> [Texte du document]:
##############################
Enfin, notons que la confrérie des Frères Musulmans, durement réprimée par Nasser dans les années 50 qui voyait en elle un obstacle fondamental à sa vision d’unité
panarabe, fut accueillie généreusement par l’Arabie en lutte contre son grand rival laïque, jusqu’au moment où elle commença à prêcher son islamisme antimonarchiste. Et nous connaissons les
rivalités qui en découlèrent entre Doha et Riyad, notamment dans leurs relations aux différents groupes armés, puis lorsque les Frères accédèrent démocratiquement au pouvoir au Caire en 2012 avec
Mohammed Morsi, en toute logique puisqu’ils étaient la seule formation politique restée organisée et soutenue financièrement de façon souterraine sous le régime de Moubarak.
##############################
> [Jeu de données]:
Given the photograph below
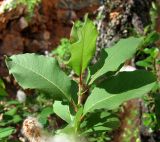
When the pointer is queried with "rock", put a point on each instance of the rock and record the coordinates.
(23, 23)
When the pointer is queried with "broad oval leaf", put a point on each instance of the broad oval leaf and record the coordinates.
(113, 57)
(117, 89)
(63, 111)
(39, 72)
(83, 49)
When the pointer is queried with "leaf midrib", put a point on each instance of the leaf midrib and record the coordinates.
(112, 95)
(42, 77)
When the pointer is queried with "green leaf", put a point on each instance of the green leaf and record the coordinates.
(113, 57)
(62, 111)
(45, 113)
(101, 119)
(83, 49)
(39, 72)
(117, 89)
(5, 132)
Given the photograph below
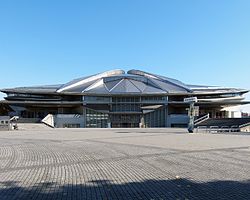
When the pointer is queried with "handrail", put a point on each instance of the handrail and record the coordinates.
(201, 119)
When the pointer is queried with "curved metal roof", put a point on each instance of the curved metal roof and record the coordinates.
(118, 82)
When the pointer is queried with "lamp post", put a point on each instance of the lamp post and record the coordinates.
(191, 101)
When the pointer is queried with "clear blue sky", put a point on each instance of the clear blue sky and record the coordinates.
(195, 41)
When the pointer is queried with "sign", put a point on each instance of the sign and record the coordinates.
(190, 99)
##############################
> [Exercices]:
**1)** Relevez toutes les personnes nommées dans le texte sur les Frères musulmans.
**2)** Veuillez reprendre le texte sur les Frères musulmans après sa dernière phrase et le poursuivre.

> [Résultats des exercices]:
**1)** Nasser, Mohammed Morsi, Moubarak

**2)**
Née en Afghanistan pour lutter contre les soviétiques, Al Qaïda a été la première structure rassemblant les djihadistes, financée par l’Arabie et le Pakistan, avec
le soutien des services américains qui considéraient alors Oussama Ben Laden comme leur allié. Après les attentats du 11 septembre 2001 perpétrés par des citoyens séoudiens, George W Bush décida
une opération militaire avec des bombardements massifs de l’Afghanistan qui, comme des experts dont le colonel René Cagnat l’avaient prédit, ne firent que détériorer la situation ; on sait
où nous en sommes 16 ans après dans ce malheureux pays. Les Etats-Unis ont ensuite envoyé leur armée en Irak en 2003 où, sous la main de fer de Saddam Hussein le terrorisme n’existait pas :
l’Irak a été détruit et le terrorisme d’inspiration wahabite y est devenu prospère. Regardons aussi la Libye où les EUA ont envoyé leurs alliés britannique et français faire le travail pour le
résultat catastrophique que nous connaissons aujourd’hui. Ils ont apporté leur soutien renseignement et logistique à l’opération et ont ensuite eu un ambassadeur lynché dans le chaos qu’on avait
créé.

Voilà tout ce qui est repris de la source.